◆ What the exercise asks
What is needed is a word-for-word copy of all the entries, minus the pictures.

◆ Extracted information

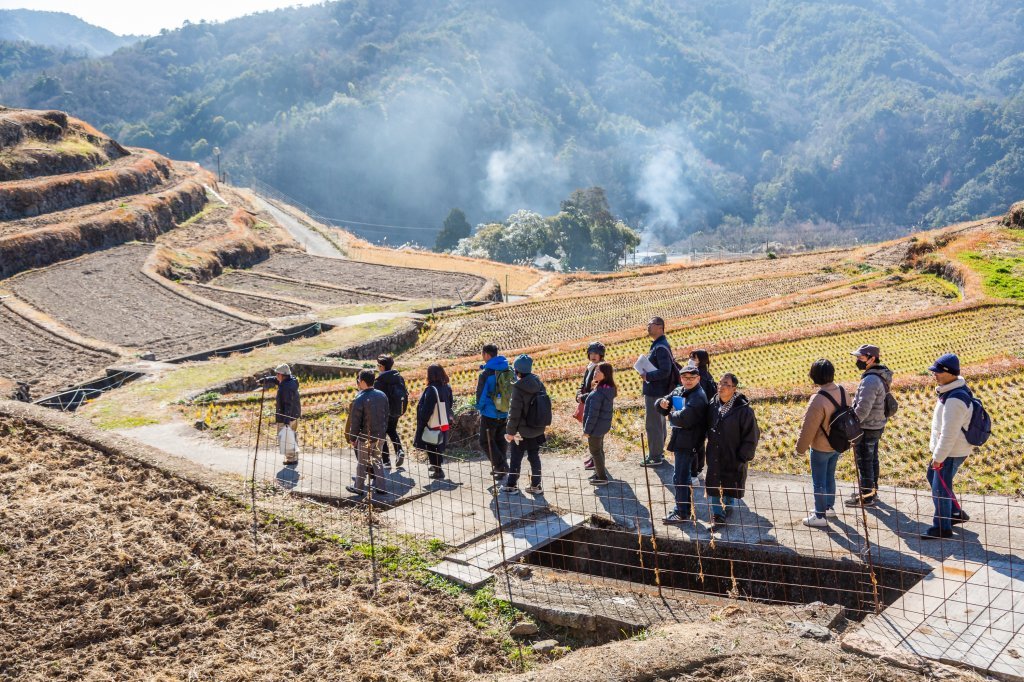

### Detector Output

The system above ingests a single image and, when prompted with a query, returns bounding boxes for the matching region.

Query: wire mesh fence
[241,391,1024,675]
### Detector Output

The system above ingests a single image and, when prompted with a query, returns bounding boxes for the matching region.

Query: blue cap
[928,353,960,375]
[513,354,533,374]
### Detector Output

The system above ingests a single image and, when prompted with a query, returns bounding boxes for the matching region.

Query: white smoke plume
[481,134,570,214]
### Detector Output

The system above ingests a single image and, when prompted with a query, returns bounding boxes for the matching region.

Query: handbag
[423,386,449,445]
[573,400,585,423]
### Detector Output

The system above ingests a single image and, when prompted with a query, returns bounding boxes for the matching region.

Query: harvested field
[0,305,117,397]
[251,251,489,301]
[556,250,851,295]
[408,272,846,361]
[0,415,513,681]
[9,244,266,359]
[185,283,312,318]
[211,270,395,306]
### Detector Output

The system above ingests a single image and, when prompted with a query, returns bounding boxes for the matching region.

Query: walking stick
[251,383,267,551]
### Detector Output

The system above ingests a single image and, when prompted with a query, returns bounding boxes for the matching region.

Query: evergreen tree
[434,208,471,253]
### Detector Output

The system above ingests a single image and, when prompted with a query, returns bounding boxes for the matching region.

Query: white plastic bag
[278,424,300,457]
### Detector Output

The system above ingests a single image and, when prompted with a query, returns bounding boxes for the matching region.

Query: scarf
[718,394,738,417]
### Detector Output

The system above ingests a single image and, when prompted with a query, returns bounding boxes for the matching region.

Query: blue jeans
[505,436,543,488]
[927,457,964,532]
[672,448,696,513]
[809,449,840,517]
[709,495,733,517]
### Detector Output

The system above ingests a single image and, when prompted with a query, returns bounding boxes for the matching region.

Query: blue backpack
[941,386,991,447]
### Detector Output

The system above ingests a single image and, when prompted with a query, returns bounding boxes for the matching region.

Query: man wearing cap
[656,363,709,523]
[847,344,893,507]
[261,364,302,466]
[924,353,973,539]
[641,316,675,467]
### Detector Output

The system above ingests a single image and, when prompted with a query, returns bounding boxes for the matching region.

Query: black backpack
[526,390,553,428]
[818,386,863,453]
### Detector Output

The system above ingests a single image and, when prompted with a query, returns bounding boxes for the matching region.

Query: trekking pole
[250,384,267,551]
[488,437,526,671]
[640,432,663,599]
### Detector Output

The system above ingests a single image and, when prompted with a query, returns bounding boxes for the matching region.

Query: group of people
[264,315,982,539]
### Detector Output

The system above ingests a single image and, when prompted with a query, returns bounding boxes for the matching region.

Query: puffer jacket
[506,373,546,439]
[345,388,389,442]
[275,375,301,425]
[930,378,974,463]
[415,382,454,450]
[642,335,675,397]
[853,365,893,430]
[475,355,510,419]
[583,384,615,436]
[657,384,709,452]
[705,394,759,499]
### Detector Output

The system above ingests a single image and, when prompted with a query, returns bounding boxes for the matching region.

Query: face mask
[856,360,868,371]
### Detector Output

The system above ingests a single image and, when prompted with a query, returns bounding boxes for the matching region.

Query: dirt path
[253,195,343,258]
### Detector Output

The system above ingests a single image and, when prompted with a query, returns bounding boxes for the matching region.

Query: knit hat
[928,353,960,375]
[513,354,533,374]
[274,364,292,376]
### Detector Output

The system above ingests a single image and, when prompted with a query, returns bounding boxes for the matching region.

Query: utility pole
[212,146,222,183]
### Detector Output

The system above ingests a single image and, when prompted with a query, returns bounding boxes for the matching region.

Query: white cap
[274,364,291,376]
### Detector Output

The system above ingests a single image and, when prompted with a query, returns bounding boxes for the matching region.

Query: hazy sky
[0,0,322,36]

◆ Exercise output
### Detector Output

The system above ingests a single image and, when prompted with a query, returns bounding boxes for the matching region.

Query: wire mesh fence
[241,391,1024,675]
### Detector Output

The system above ingests a single image and, when prompted with a query, returns bounding boxes for the matching region.

Query: blue cap
[928,353,960,375]
[513,354,533,374]
### Detector Output

The system above ingests a single image and, when prompted with a query, returns bounding boxes for the matching region.

Query: white smoke plume
[481,134,570,214]
### Detector Output

The system above ingests a single image and, when prompted with a query, returns bounding boxes for the matching region.

Query: handbag
[423,386,449,445]
[573,400,585,423]
### Detector Output

The system above ingests a single image and, when prompted with a query, returns bounding boxes for the matching region.

Query: harvested field
[0,305,117,397]
[251,251,489,301]
[556,250,851,295]
[408,272,846,361]
[0,415,513,681]
[9,244,266,359]
[185,283,312,318]
[211,270,395,306]
### Detector Output

The system above ingests a single image and, when prompted with a query, returns bounding boxes for the matching region.

Query: walking stick
[251,383,267,551]
### Detector Output

The system above ingests a single image and, when prompted with a query, returns bounding boxes for the matching region.

Query: evergreen tree
[434,208,471,253]
### Detector Output

The system above ingests a single image and, when prompted with a query, returns bounding boxes for the matching region.

Query: white plastic bag
[278,424,300,457]
### Detector Output

The system above ingests a single image and, when prompted with a query, returns bounding boxes for the matching region.

Query: scarf
[718,394,738,417]
### Detector Output

The system above ingests a single image and, when prompted with a query, returns bounding boxes for the matching region.

Query: blue jeans
[505,436,543,488]
[927,457,964,532]
[672,448,696,513]
[809,449,840,517]
[709,495,733,517]
### Detector Output

The system above ingests a single image and, when prompted with a query, returns bounding boxes for the matching region.

Query: blue backpack
[941,386,991,447]
### Detector Output

The system above ingests a single image and, when prompted with a query, returns bounding boxes for the matching region.

Query: man wearing cap
[656,363,709,523]
[847,344,893,507]
[261,364,302,466]
[924,353,973,539]
[641,316,675,467]
### Detector Output

The system above ingests a single image and, when prompted with a query, returns bounding boxes for the matching region.

Query: black backpack
[526,390,553,428]
[818,386,863,453]
### Detector Output

The system above ingests a single image and, when prompted with a query, returns bounding boxes for the matching region.

Query: trekking pole
[250,384,267,551]
[488,437,526,671]
[640,432,663,599]
### Detector Output

The system above ingests a single image and, when prompted with a query, returns bounding boxes for the matching region.

Query: group of people
[264,315,982,539]
### Detector Output

The system above ingests a single image and, when prompted with a query, returns bounding boxes for the matching region.

Query: puffer jacket
[506,373,546,439]
[345,388,389,442]
[275,375,301,425]
[930,378,974,463]
[415,382,454,450]
[642,335,675,397]
[853,365,893,430]
[475,355,510,419]
[583,384,615,436]
[657,384,709,452]
[705,394,759,499]
### Detector Output

The system above ingests a single image and, when prompted with a query, returns bounding boxes for the matching region.

Query: face mask
[856,360,868,371]
### Detector Output

The system above ingests a single image and, when prompted with a query, returns bounding boxes for the matching region.

Query: dirt path
[253,195,343,258]
### Detector Output

The system above ingests a single image and, when prompted with a query, returns bounding boxes for the matching region.

Query: knit hat
[928,353,960,375]
[513,354,533,374]
[274,364,292,376]
### Detector Output

The system above ingests a single image and, when prompted with a query, returns bounding boxes for the matching region.

Query: utility pole
[212,146,222,183]
### Detector Output

The system above ingests a single image and, when prompted with a query, returns bounding boxes for the matching region.

Query: white cap
[274,364,291,376]
### Detector Output

The system above ingests a single image and, when prompted with a query, returns bounding boxes for the matching region.

Query: hazy sky
[0,0,322,36]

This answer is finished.